→ **Stated task**
Report how many lines in the rows below contain the string "evening", treating uppercase and lowercase as different. Give only the number.

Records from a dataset
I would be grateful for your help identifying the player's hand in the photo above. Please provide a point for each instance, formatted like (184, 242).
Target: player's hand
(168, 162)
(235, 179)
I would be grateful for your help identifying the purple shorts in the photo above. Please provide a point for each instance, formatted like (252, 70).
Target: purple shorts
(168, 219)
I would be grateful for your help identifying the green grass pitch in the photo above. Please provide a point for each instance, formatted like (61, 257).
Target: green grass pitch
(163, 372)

---

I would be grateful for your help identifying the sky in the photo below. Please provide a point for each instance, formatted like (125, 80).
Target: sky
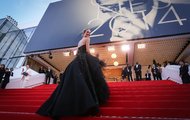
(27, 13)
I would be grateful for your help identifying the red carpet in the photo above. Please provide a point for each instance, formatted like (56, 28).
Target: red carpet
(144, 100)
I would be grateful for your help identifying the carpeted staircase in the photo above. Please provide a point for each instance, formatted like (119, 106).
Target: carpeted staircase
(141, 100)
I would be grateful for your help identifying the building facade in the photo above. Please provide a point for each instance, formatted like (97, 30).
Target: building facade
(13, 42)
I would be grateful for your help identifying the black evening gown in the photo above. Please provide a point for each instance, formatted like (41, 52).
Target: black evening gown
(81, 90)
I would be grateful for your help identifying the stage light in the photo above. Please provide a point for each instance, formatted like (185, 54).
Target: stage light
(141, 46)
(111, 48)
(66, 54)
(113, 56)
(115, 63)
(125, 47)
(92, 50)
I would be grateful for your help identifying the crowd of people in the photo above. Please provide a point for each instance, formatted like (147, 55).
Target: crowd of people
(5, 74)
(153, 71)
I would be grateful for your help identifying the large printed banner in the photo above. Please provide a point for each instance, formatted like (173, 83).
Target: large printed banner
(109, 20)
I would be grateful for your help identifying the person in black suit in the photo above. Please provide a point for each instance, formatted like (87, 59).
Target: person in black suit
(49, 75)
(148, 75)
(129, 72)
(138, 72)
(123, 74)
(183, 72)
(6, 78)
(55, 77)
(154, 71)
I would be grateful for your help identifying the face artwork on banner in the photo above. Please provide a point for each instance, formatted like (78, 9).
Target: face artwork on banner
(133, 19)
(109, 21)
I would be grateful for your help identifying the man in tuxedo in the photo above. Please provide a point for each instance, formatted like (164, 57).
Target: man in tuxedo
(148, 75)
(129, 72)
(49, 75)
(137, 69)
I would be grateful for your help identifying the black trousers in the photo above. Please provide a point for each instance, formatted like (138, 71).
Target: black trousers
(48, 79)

→ **Written solution**
2